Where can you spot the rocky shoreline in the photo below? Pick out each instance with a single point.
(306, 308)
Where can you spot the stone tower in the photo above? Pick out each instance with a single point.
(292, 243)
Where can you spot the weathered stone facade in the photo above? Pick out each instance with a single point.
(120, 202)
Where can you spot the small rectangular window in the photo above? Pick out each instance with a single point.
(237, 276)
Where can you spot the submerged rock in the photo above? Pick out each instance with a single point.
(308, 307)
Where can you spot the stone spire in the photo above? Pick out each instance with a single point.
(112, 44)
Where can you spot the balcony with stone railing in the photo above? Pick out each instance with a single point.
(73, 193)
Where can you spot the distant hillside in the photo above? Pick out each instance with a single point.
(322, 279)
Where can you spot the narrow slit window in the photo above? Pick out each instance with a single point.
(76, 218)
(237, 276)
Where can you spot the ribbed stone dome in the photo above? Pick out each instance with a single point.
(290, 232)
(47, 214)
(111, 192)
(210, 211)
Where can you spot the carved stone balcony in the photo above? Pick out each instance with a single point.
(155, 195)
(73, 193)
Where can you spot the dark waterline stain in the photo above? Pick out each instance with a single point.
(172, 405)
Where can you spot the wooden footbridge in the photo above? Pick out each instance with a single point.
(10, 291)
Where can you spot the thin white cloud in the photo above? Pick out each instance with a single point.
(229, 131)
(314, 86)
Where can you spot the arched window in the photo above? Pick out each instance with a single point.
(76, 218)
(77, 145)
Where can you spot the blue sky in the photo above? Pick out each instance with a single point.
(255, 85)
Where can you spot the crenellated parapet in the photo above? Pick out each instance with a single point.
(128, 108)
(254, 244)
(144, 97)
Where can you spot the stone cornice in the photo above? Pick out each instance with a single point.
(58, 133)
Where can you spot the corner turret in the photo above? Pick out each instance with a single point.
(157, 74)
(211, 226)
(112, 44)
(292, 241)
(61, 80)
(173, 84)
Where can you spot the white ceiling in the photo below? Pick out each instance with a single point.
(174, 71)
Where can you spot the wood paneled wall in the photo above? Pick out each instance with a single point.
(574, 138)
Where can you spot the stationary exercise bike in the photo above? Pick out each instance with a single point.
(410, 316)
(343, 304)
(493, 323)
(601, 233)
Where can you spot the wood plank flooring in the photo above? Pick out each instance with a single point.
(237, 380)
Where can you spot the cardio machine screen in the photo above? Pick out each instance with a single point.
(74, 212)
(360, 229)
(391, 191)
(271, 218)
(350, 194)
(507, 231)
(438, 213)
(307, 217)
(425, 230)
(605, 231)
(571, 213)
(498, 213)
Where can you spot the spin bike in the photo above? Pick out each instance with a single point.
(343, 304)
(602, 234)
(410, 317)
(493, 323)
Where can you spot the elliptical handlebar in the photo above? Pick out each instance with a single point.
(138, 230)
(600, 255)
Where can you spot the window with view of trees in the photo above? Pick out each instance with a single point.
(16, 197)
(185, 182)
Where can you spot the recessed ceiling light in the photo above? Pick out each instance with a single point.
--------------------
» **Directions for this task**:
Set down nothing but the lines from the one with "Where can you spot the wooden" through the end of the records, keeping each line exactly as written and including both ends.

» **Exercise solution**:
Where can you spot the wooden footbridge in the photo above? Pick out each instance with a single point.
(10, 291)
Where can you spot the thin white cloud in the photo above? Pick out each instance with a single point.
(229, 131)
(314, 86)
Where can you spot the arched window in the photo above? Pick out each instance with a single point.
(76, 218)
(77, 145)
Where can you spot the blue sky in the photo above? Pick out each instance with a single point.
(255, 85)
Where can you spot the crenellated parapet in the photo above? Pick out each instance with a single point.
(128, 108)
(254, 244)
(144, 97)
Where can you spot the stone cornice in the photo above? Pick out each instance with a single point.
(58, 133)
Where can you spot the corner turret in the photo above? Pick out each instance with a single point.
(157, 74)
(211, 226)
(112, 44)
(292, 241)
(61, 80)
(173, 84)
Where can you spot the white ceiling in the photo below? Pick out each instance with a single point.
(174, 71)
Where can you spot the wood paneled wall in the photo above? Pick out each instance with a single point.
(574, 138)
Where can you spot the stationary exercise bike in the photo above? Pick out each instance with a single point.
(410, 316)
(343, 304)
(493, 323)
(601, 233)
Where can you spot the wood plank flooring in the photo above? Pick out each instance with a single point.
(237, 380)
Where can you spot the cardio machine screen in the photo above? Pick out each instance with a single point.
(74, 212)
(360, 229)
(391, 191)
(271, 218)
(350, 194)
(507, 231)
(438, 213)
(307, 217)
(425, 230)
(605, 231)
(571, 213)
(498, 213)
Where can you spot the spin bike in the photo above? Pick out each instance with a single point.
(343, 304)
(602, 234)
(410, 317)
(493, 323)
Where can you spot the elliptical handlebar in the photo above? Pick out each instance with a single point.
(138, 230)
(600, 255)
Where can you spot the window with view of trees in the photo above? Pick out each instance with a single point.
(16, 197)
(185, 182)
Where can you spot the recessed ceiling light in the photo above? Pick out each instance with a single point.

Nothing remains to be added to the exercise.